AIM: Collect every line of the listing below that contains the string "Dataset", and treat uppercase and lowercase letters as distinct.

DATA EXTRACT:
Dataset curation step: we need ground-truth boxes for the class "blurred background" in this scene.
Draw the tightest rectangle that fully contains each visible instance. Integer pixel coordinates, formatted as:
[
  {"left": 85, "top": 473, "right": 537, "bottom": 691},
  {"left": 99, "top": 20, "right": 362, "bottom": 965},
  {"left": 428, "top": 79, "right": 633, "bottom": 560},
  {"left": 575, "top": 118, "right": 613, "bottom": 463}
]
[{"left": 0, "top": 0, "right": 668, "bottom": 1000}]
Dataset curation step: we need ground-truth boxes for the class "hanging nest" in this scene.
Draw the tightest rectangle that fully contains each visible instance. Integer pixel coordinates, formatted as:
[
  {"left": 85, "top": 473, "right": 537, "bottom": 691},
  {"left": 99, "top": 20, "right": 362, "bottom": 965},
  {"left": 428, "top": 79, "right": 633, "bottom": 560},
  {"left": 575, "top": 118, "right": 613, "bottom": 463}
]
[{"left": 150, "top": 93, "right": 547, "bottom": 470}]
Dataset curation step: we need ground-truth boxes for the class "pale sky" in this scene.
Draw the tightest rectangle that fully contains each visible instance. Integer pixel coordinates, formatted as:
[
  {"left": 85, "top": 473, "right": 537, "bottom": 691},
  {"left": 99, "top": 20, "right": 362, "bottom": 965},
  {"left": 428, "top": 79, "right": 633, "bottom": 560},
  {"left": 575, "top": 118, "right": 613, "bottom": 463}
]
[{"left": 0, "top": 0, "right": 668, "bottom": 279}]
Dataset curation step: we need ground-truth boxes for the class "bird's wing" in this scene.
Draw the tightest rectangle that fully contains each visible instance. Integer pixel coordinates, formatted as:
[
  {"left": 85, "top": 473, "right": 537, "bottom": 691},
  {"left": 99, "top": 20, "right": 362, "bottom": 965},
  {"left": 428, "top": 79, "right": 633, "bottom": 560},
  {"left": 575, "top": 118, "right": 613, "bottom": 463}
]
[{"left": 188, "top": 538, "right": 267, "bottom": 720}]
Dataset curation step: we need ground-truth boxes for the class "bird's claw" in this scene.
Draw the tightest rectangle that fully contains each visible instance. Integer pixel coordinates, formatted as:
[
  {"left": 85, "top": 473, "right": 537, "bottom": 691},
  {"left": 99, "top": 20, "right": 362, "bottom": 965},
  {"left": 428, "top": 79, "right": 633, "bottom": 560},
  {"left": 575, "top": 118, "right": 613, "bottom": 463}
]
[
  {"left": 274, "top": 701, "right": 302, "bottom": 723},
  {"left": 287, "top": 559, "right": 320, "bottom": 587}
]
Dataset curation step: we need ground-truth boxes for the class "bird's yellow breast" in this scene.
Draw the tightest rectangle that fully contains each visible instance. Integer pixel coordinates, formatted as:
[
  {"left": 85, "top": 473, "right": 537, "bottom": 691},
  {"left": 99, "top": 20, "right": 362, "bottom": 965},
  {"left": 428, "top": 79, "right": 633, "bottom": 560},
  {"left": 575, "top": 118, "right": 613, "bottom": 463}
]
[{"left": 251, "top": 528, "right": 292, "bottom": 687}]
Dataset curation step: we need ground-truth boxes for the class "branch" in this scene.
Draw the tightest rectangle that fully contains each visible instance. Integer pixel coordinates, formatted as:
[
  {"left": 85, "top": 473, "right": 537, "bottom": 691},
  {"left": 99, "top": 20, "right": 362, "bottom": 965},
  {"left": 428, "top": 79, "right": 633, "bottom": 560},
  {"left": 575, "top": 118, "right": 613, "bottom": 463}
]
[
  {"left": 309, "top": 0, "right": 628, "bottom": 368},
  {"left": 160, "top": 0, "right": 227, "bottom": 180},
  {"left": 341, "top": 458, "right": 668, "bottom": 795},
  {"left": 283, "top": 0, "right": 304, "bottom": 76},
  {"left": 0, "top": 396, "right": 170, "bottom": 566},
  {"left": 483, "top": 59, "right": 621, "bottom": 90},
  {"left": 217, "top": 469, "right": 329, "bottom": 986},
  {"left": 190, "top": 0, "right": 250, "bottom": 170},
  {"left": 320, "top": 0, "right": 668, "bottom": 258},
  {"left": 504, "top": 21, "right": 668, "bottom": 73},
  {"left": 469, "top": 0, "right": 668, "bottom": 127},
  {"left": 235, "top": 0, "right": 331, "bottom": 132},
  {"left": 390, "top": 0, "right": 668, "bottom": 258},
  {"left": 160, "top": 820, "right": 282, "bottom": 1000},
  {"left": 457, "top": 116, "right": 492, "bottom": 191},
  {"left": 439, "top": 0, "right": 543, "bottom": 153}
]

ANSWER TO THIS EXERCISE:
Dataset curation step: we need ground-truth boxes for the class "blurred background" in this scene.
Dataset curation step: we need ground-truth boxes for the class "hanging nest" in this scene.
Dataset curation step: we need ground-truth boxes for the class "pale sky" in this scene.
Dataset curation step: we need ground-truth boxes for the class "bird's wing" in this scene.
Dataset curation step: we need ground-truth boxes for the class "bird's claw" in this scene.
Dataset curation step: we need ground-truth boxes for the class "bird's yellow breast" in this scene.
Dataset curation step: we need ground-truth boxes for the class "branch" in this scene.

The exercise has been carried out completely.